Fernando Célio de Brito Nogueira
DO ALCANCE DO ART. 291 DO CT E DA INEXIGIBILIDADE DE REPRESENTAÇÃO NOS CRIMES DE TRÂNSITO DE EMBRIAGUEZ E RACHA
Dispõe o novo Código de Trânsito:
Art. 291. Aos crimes cometidos na direção de veículos automotores, previstos neste Código, aplicam-se as normas gerais do Código Penal e do Código de Processo Penal, se este Capítulo não dispuser de modo diverso, bem como a Lei nº 9.099, de 26 de setembro de 1995, no que couber.
Parágrafo único. Aplicam-se aos crimes de trânsito de lesão corporal culposa, de embriaguez ao volante, e de participação em competição não autorizada o disposto nos arts. 74, 76 e 88 da Lei nº 9.099, de 26 de setembro de 1995.
Dentre as perplexidades trazidas pelo novo Código de Trânsito, o alcance que deve ser dado ao art. 291 e seu parágrafo único tem sido objeto de controvérsias.

Tarefa proposta 1 –
Reproduza do trecho sobre o art. 291 do Código de Trânsito a parte que começa nas palavras "Parágrafo único. Aplicam-se" e termina depois de "setembro de 1995.".
Tarefa proposta 2 –
No trecho sobre o art. 291 do Código de Trânsito, quais artigos da Lei nº 9.099 se aplicam aos crimes de lesão corporal culposa, embriaguez ao volante e participação em competição não autorizada?
Tarefa proposta 3 –
Escreva a continuação do trecho sobre o art. 291 do Código de Trânsito a partir do ponto em que ele termina.
Os registros não têm nenhum papel aqui.

Dados fornecidos –

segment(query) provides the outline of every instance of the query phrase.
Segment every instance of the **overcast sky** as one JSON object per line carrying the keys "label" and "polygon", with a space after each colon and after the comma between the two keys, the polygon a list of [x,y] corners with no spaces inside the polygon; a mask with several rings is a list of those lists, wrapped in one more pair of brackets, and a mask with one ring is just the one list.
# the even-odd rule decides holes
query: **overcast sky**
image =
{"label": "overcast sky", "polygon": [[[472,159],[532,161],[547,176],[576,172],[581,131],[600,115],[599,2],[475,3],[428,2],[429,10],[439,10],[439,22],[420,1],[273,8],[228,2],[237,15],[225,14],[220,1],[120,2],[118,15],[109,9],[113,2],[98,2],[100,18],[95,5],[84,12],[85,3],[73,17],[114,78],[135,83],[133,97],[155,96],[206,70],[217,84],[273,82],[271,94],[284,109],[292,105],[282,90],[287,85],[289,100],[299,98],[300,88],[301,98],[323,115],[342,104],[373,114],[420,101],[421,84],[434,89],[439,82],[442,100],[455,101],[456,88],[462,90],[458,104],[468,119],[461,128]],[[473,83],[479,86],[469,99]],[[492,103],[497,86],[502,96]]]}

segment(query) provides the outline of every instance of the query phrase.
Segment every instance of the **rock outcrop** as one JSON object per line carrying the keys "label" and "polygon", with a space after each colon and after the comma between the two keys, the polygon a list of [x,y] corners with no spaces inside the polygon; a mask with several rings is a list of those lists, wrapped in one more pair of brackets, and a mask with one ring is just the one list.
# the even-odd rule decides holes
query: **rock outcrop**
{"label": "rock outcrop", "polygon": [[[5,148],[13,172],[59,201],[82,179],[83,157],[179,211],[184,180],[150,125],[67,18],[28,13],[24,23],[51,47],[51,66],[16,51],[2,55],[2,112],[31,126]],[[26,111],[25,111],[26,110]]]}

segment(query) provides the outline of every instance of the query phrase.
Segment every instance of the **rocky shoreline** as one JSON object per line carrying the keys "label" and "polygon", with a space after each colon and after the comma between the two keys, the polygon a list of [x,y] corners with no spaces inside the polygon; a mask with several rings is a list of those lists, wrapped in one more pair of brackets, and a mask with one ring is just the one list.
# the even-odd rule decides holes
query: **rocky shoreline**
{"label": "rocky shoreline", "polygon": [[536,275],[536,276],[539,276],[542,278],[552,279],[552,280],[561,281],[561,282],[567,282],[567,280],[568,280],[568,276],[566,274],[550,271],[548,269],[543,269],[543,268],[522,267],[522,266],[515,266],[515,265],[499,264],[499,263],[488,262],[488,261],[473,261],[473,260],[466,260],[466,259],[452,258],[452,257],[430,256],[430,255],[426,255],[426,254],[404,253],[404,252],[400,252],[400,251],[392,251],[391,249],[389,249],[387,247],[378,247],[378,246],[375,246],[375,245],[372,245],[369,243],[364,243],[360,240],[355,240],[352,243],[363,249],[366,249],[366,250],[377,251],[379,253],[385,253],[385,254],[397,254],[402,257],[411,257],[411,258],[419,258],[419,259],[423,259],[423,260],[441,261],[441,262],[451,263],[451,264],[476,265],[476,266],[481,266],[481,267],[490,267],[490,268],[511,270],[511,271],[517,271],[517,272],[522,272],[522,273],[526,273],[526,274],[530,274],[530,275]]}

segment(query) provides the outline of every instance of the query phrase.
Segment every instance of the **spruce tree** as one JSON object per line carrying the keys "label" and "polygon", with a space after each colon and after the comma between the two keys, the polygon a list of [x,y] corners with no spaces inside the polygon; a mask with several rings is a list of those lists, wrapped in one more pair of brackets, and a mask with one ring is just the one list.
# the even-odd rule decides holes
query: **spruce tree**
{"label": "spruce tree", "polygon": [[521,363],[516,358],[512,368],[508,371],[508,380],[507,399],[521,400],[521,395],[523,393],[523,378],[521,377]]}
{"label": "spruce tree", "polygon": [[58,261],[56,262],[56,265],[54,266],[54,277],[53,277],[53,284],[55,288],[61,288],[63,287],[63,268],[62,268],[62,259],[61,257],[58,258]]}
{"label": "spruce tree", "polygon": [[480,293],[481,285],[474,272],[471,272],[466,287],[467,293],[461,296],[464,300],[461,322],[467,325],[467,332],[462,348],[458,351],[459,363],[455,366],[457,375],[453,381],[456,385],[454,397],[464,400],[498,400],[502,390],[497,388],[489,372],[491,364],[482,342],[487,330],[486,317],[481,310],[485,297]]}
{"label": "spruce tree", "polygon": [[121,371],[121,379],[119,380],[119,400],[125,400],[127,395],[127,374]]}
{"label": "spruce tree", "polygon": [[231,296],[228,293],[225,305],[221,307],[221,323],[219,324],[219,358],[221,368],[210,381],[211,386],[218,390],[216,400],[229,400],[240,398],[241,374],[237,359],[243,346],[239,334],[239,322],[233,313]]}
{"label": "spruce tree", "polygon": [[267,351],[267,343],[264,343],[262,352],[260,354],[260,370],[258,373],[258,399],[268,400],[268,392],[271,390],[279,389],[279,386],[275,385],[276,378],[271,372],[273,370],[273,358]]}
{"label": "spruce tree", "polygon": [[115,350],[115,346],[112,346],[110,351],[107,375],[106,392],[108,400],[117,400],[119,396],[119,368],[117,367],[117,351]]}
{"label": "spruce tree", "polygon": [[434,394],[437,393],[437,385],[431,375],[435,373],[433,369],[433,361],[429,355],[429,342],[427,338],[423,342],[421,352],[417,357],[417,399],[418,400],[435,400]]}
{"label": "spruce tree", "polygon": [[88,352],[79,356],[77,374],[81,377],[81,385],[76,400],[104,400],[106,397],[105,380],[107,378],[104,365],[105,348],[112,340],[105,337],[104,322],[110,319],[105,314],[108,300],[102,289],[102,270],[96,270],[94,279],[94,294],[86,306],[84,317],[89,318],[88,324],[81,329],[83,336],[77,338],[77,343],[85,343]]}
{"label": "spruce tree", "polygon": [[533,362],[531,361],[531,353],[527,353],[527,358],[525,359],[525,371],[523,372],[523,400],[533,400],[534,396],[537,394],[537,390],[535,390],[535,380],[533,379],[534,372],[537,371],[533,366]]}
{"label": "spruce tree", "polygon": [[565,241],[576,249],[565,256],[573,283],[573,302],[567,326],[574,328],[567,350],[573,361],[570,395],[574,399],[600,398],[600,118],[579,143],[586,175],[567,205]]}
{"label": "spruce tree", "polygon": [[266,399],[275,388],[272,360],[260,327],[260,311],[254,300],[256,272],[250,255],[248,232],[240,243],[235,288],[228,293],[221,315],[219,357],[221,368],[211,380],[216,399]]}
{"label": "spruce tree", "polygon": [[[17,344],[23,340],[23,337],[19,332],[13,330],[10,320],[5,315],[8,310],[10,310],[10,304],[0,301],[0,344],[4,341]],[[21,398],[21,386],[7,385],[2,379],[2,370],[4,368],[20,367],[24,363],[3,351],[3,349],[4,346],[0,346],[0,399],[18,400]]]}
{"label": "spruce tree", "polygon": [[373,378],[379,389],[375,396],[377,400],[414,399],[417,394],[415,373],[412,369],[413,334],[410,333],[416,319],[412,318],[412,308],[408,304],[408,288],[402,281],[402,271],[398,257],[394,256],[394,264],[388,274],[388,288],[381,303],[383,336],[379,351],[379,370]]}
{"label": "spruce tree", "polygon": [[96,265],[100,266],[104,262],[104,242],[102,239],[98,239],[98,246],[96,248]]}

Resposta do exercício 1 –
Parágrafo único. Aplicam-se aos crimes de trânsito de lesão corporal culposa, de embriaguez ao volante, e de participação em competição não autorizada o disposto nos arts. 74, 76 e 88 da Lei nº 9.099, de 26 de setembro de 1995.

Resposta do exercício 2 –
Os arts. 74, 76 e 88.

Resposta do exercício 3 –
Numa interpretação ampla, há quem sustente que em relação aos três crimes (lesão culposa de trânsito – art. 303; embriaguez ao voltante – art. 306; competição não autorizada ou racha – art. 308), por força do disposto no parágrafo único do art. 291, cabem a composição civil extintiva da punibilidade (art. 74 da Lei nº 9.099/95) a transação penal consistente em multa ou restrição de direitos (art. 76 da Lei nº 9.099/95) e somente se procede mediante representação (art. 88 da Lei nº 9.099/95). O axioma segundo o qual favorabilia amplianda, odiosa restringenda, autoriza essa interpretação ampla em seu grau máximo, apesar de inviável ao sistema penal e tendente a não vingar.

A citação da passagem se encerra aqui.